What to do: Return the full listing exactly as it is written.

Material shown:

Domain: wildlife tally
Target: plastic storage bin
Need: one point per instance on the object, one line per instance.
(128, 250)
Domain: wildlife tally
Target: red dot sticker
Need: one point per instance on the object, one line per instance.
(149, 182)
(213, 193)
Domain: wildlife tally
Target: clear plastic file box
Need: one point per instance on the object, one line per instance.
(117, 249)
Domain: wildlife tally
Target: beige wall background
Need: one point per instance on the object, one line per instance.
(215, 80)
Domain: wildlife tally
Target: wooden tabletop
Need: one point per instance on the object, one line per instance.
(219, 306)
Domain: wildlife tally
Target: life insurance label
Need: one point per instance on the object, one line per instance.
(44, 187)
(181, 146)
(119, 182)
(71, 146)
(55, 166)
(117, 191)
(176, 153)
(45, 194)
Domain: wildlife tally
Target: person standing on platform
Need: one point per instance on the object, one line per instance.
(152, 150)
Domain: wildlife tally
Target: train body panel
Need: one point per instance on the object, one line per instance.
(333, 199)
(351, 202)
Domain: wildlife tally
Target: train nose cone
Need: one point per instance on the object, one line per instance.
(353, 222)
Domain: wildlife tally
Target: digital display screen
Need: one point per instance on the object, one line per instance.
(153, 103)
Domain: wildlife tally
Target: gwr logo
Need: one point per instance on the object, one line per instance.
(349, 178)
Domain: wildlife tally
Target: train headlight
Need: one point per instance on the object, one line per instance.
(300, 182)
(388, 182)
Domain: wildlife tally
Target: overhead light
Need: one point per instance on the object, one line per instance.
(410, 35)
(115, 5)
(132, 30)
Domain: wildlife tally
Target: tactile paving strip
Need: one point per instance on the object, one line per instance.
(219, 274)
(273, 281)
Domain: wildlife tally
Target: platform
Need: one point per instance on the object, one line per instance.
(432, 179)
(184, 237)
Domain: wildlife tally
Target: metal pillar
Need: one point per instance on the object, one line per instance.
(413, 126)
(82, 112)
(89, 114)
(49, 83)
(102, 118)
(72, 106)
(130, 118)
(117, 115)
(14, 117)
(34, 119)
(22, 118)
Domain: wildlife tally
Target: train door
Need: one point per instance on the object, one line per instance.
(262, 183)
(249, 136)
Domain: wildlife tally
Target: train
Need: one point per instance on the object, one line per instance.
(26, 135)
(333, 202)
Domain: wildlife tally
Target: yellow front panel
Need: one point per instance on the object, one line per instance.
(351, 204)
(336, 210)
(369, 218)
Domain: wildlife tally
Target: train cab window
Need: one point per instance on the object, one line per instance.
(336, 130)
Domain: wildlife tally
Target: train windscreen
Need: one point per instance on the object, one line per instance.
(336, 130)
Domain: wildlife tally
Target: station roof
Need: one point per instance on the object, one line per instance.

Solution to the problem:
Domain: wildlife tally
Target: plastic storage bin
Need: one point per instance on the object, one line per instance.
(128, 250)
Domain: wildlife tally
Target: red dot sticker
Need: one point per instance on the object, one line per instance.
(149, 182)
(213, 193)
Domain: wildlife tally
Target: clear plastic file box
Need: one point per instance on the object, one line per instance.
(117, 249)
Domain: wildlife tally
Target: beige wall background
Need: one point per instance on the object, one line per instance.
(215, 80)
Domain: wildlife tally
Target: wooden tabletop
Need: one point per instance on the object, one line per instance.
(219, 306)
Domain: wildlife tally
Target: life insurance label
Need: one point per instance on the object, one line per instance.
(44, 187)
(181, 146)
(119, 182)
(71, 146)
(55, 166)
(117, 191)
(176, 153)
(45, 194)
Domain: wildlife tally
Target: person standing on platform
Need: one point per instance on the object, one line per instance.
(152, 150)
Domain: wildlife tally
Target: train body panel
Need: one point per instance on the object, one line per instance.
(333, 199)
(351, 202)
Domain: wildlife tally
Target: train nose cone
Need: one point per instance on the object, one line per instance.
(353, 222)
Domain: wildlife tally
Target: digital display screen
Need: one point per instance on the object, one line per instance.
(153, 103)
Domain: wildlife tally
Target: gwr logo
Need: one point per instance on the object, one line per instance.
(349, 178)
Domain: wildlife tally
Target: train headlight
Need: one point per instance on the object, one line per instance.
(300, 182)
(388, 182)
Domain: wildlife tally
Target: overhead light
Need: one point per instance on the object, one line per instance.
(410, 35)
(115, 5)
(132, 30)
Domain: wildlife tally
Target: tactile paving strip
Need: one point per instance on the object, one line per instance.
(219, 274)
(273, 281)
Domain: wildlife tally
Target: platform
Need: one point per instance on the object, one line per instance.
(432, 179)
(184, 237)
Domain: wildlife tally
Target: metal pillar
Need: one point per instance on the object, one line per instance.
(413, 126)
(82, 112)
(89, 114)
(49, 83)
(102, 118)
(72, 106)
(130, 118)
(117, 115)
(14, 117)
(34, 119)
(22, 118)
Domain: wildlife tally
Target: train door
Need: one point per instance on the object, one line per instance.
(262, 183)
(249, 136)
Domain: wildlife tally
Target: train
Need: one point per instance on the object, one line per instance.
(26, 135)
(333, 202)
Domain: wildlife tally
Target: yellow front panel
Need: one point per instance on the object, one line per instance.
(351, 204)
(336, 210)
(369, 218)
Domain: wildlife tally
Target: train cab window
Need: one point per instance on the object, one line per instance.
(336, 130)
Domain: wildlife tally
Target: train windscreen
Need: one point per instance on the object, one line per instance.
(336, 130)
Domain: wildlife tally
Target: station roof
Need: one point per instance on the object, one line per instance.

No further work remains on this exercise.